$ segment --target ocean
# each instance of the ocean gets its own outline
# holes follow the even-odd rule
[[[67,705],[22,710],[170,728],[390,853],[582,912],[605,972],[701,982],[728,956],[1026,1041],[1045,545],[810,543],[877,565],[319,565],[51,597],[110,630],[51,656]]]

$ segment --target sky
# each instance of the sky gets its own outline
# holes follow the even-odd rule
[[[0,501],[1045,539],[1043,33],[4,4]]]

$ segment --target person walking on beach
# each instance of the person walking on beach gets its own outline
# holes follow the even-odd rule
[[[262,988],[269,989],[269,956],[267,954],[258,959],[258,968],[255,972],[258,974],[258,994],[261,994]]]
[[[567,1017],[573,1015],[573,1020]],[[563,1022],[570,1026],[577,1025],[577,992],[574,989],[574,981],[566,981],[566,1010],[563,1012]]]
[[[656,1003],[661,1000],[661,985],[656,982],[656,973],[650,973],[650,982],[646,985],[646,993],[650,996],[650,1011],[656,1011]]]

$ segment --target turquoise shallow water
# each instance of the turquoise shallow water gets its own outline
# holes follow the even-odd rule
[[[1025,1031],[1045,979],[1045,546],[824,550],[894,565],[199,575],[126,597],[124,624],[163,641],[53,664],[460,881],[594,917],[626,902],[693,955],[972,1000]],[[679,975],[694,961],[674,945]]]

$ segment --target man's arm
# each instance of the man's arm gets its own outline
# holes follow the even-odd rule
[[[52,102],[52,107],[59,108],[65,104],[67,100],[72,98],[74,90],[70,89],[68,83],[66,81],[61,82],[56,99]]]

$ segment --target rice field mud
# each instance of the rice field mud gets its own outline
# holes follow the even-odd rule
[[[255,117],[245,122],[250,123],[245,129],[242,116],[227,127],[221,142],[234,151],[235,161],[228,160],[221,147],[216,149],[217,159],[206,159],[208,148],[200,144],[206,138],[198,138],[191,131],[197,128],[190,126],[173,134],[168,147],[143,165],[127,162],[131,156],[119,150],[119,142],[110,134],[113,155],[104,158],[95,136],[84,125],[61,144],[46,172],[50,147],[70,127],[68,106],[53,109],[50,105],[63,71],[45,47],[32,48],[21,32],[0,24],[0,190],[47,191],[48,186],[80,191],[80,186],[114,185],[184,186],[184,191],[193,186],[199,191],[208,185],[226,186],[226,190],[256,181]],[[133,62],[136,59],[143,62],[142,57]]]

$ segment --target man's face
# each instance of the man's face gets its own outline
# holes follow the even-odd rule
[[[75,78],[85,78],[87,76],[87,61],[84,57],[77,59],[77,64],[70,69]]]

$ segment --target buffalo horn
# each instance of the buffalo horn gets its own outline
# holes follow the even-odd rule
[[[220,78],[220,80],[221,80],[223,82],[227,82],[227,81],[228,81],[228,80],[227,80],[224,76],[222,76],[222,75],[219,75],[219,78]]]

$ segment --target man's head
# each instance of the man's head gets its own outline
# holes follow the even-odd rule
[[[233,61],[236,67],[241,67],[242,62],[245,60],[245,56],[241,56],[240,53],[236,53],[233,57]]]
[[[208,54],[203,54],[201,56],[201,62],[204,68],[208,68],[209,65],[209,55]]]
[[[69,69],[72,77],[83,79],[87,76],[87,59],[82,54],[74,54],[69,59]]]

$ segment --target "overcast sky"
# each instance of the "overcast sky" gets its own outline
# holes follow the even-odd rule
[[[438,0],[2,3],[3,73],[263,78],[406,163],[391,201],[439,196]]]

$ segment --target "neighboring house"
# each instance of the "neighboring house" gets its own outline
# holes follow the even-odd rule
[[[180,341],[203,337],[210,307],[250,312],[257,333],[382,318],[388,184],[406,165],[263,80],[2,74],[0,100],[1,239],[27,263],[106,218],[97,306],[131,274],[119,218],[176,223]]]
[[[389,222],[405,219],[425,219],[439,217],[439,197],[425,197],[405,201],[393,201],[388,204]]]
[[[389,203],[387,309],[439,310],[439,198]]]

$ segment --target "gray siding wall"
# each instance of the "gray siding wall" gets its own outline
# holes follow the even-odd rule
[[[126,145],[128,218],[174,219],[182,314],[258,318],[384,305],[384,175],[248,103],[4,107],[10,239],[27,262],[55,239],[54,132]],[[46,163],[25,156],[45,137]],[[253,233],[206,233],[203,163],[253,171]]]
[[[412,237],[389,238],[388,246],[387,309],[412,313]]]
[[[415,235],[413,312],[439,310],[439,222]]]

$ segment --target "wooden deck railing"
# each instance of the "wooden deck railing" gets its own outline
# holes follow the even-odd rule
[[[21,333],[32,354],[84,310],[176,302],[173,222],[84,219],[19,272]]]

________

▸ Directions:
Copy all the items, switching every "outline" to "contour" and leaving everything else unchanged.

▸ Full response:
$ segment --target ocean
# each instance of the ocean gets its own contour
# holes follow the even-odd rule
[[[67,705],[22,710],[170,728],[390,853],[582,912],[605,972],[701,982],[728,956],[1026,1041],[1045,545],[810,543],[877,565],[319,565],[51,597],[110,630],[51,656]]]

$ segment --target sky
# each instance of the sky gets its own contour
# holes follow the even-odd rule
[[[0,501],[1045,539],[1043,33],[4,4]]]

$ segment --target person walking on beach
# each instance of the person walking on beach gets its own contour
# holes follow the even-odd rule
[[[262,988],[269,989],[269,956],[267,954],[258,959],[258,968],[255,972],[258,974],[258,994],[261,994]]]
[[[567,1017],[573,1015],[573,1020]],[[563,1022],[570,1026],[577,1025],[577,992],[574,989],[574,981],[566,981],[566,1010],[563,1012]]]
[[[656,1003],[661,1000],[661,985],[656,982],[656,973],[650,973],[650,982],[646,985],[646,993],[650,996],[650,1011],[656,1011]]]

$ segment --target turquoise shallow water
# each instance of the turquoise shallow water gets its own contour
# holes follow the even-odd rule
[[[1025,1031],[1045,979],[1045,546],[824,550],[894,565],[199,575],[126,597],[124,624],[163,641],[53,664],[460,881],[594,917],[626,902],[693,955],[972,1000]],[[679,975],[694,961],[674,945]]]

$ segment --target man's arm
# each instance of the man's arm gets its own contour
# holes follow the even-odd rule
[[[52,102],[52,107],[59,108],[65,104],[67,100],[72,98],[74,90],[70,89],[68,83],[66,81],[61,82],[56,99]]]

$ segment --target rice field mud
# each instance of the rice field mud gets its own contour
# holes follow the even-odd rule
[[[255,117],[245,122],[250,123],[245,129],[242,116],[227,127],[221,142],[234,151],[235,161],[228,160],[221,147],[216,149],[217,159],[206,159],[208,148],[200,144],[206,138],[198,138],[191,131],[197,128],[190,126],[173,134],[168,147],[143,165],[127,162],[131,156],[119,150],[119,142],[110,134],[113,155],[104,158],[95,136],[84,125],[61,144],[46,172],[50,147],[70,127],[68,106],[53,109],[50,105],[63,71],[45,47],[32,48],[21,32],[0,24],[0,190],[47,191],[48,186],[80,191],[80,186],[114,185],[184,186],[184,191],[193,186],[199,191],[208,185],[226,186],[226,190],[256,181]],[[133,62],[136,59],[143,62],[142,57]]]

$ segment --target man's face
# each instance of the man's face gets its own contour
# holes follow the even-odd rule
[[[75,78],[85,78],[87,76],[87,61],[84,57],[77,59],[77,64],[70,69]]]

$ segment --target buffalo horn
# each instance of the buffalo horn gets its own contour
# holes follow the even-odd rule
[[[220,78],[220,80],[221,80],[223,82],[227,82],[227,81],[228,81],[228,80],[227,80],[224,76],[222,76],[222,75],[219,75],[219,78]]]

$ segment --target man's head
# each instance of the man's head gets its own contour
# holes follow the even-odd rule
[[[233,61],[236,67],[241,67],[242,62],[245,60],[245,56],[241,56],[240,53],[236,53],[233,57]]]
[[[208,54],[203,54],[201,56],[201,62],[204,68],[208,68],[209,65],[209,55]]]
[[[69,69],[72,77],[83,79],[87,76],[87,59],[82,54],[74,54],[69,59]]]

$ segment --target "overcast sky"
# each instance of the "overcast sky" gets its own contour
# holes follow the even-odd rule
[[[438,0],[2,3],[3,73],[263,78],[406,163],[391,201],[439,196]]]

$ segment --target "neighboring house"
# each instance of the "neighboring house" gets its own contour
# holes follow the even-odd rule
[[[180,341],[203,337],[210,307],[250,312],[257,333],[382,318],[388,184],[406,165],[263,80],[2,74],[0,100],[1,239],[27,263],[106,218],[97,306],[131,274],[119,218],[176,223]]]
[[[389,222],[405,219],[425,219],[439,217],[439,197],[425,197],[405,201],[393,201],[388,204]]]
[[[389,203],[387,309],[439,310],[439,198]]]

$ segment --target "gray siding wall"
# each instance of the "gray siding wall" gets its own contour
# holes follow the even-odd rule
[[[126,145],[128,218],[174,219],[182,314],[258,318],[384,305],[384,175],[248,103],[4,107],[10,239],[27,262],[55,239],[54,132]],[[46,163],[25,156],[45,137]],[[253,233],[206,233],[203,163],[253,171]]]
[[[412,237],[389,238],[388,246],[387,309],[412,313]]]
[[[415,235],[413,312],[439,310],[439,222]]]

$ segment --target "wooden deck railing"
# each instance of the "wooden deck railing" gets its own contour
# holes follow the even-odd rule
[[[21,333],[32,354],[84,310],[176,302],[173,222],[84,219],[19,272]]]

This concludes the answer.